:: INFORMATION GIVEN ::

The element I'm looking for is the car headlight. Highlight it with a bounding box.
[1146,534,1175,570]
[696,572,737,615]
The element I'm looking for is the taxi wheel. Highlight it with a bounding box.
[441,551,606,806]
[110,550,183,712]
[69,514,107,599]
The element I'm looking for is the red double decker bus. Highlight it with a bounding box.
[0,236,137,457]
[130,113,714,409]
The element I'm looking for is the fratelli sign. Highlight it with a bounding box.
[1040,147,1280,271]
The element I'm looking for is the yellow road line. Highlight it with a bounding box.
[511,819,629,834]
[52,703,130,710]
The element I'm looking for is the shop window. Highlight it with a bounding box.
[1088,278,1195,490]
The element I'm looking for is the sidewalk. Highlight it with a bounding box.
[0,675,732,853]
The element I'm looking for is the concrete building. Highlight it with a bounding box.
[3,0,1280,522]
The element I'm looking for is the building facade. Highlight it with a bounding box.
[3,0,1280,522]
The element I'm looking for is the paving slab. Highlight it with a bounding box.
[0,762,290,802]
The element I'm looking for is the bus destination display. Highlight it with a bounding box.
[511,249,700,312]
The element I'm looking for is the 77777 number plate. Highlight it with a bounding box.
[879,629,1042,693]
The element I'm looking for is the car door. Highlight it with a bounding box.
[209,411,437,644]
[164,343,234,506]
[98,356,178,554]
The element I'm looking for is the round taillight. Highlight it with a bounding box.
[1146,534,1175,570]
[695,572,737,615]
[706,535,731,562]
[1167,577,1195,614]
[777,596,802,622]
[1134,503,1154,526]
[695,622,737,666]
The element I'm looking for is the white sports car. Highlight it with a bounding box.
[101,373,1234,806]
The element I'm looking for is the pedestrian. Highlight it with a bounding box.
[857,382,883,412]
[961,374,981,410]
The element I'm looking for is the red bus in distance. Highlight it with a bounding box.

:::

Reproduce exactly the lines from the one with "The element I'm looking for is the white" through the last line of the entries, keeping both of those lines and nothing else.

### ANSWER TO THE EXERCISE
The element I'm looking for is the white sports car. Highlight it with a bounding box.
[101,373,1234,806]
The element I'm looking for is the pedestrian. Highlight it with a bounding box.
[857,382,883,412]
[961,374,981,410]
The element I'm looking for is the red bus in distance. Highlight it with a bounding box.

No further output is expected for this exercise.